__Text to read__.
::::
10.3 Termination by Consultant.

In the event Consultant terminates this Agreement pursuant to this Article 10, Consultant will be entitled to recover payment for all Services rendered through the date of termination (including for work-in-progress), those costs reasonably incurred in anticipation of performance of the Services to the extent they cannot reasonably be eliminated, any other reasonable termination costs Consultant incurs in connection with canceling any secondary contracts it undertook in anticipation of performance of the Services and any other actual damages suffered by Consultant.

10.4 Termination by Company.

In the event Company terminates this Agreement pursuant to this Article 10, Company may retain all Consultant Deliverables delivered to or for the benefit of Company hereunder through the date of termination, whether in electronic or other form, upon payment by Company for all accepted Consultant Deliverables and any other Services rendered through the date of termination.  In addition, Company may recover its actual damages, subject to the limitations set forth in Article 8 hereof.

10.5 Survival.

Those sections of this Agreement, that should logically survive termination or expiration of this Agreement, shall survive termination or expiration of this Agreement.

  1. MISCELLANEOUS

11.1 Excusable Delays and Failures.

Each party will be excused from delays in performing, or from its failure to perform, hereunder to the extent that such delays or failures result from causes beyond such party’s reasonable control. Company further acknowledges that such delays or failures shall be subject to change management procedures and may result in additional charges for the Services.

11.2 Interpretation.
::::
__Information supplied__.

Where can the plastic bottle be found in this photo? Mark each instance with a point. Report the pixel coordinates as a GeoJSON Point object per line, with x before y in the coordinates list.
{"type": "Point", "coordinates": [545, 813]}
::::
__Written task__.
Quote everything in the consulting agreement excerpt from "In the event Consultant" down to "Termination by Company.".

__Written reply__.
In the event Consultant terminates this Agreement pursuant to this Article 10, Consultant will be entitled to recover payment for all Services rendered through the date of termination (including for work-in-progress), those costs reasonably incurred in anticipation of performance of the Services to the extent they cannot reasonably be eliminated, any other reasonable termination costs Consultant incurs in connection with canceling any secondary contracts it undertook in anticipation of performance of the Services and any other actual damages suffered by Consultant.

10.4 Termination by Company.